Lift out all lines below that contain "stem".

[Opening RECORDED INFORMATION section]

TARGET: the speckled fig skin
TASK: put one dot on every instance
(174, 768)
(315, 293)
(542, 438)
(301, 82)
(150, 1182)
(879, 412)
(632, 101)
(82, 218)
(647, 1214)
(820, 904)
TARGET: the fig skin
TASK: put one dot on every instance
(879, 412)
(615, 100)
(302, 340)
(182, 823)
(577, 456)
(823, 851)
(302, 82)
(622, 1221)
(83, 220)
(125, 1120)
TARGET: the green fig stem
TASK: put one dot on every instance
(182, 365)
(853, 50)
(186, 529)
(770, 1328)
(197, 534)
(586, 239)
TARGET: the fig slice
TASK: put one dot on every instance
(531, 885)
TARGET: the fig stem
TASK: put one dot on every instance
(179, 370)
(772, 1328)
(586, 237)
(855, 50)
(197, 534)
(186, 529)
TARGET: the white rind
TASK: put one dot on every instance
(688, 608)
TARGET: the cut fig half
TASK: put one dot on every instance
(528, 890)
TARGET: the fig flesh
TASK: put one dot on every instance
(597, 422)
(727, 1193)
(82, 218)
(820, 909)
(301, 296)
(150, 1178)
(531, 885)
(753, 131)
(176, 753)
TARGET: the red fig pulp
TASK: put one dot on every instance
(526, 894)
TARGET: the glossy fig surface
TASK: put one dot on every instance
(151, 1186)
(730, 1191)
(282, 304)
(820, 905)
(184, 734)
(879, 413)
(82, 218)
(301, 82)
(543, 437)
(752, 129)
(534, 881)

[Closing RECORDED INFORMATION section]

→ **SOLUTION**:
TARGET: the green fig stem
TARGET: the fig stem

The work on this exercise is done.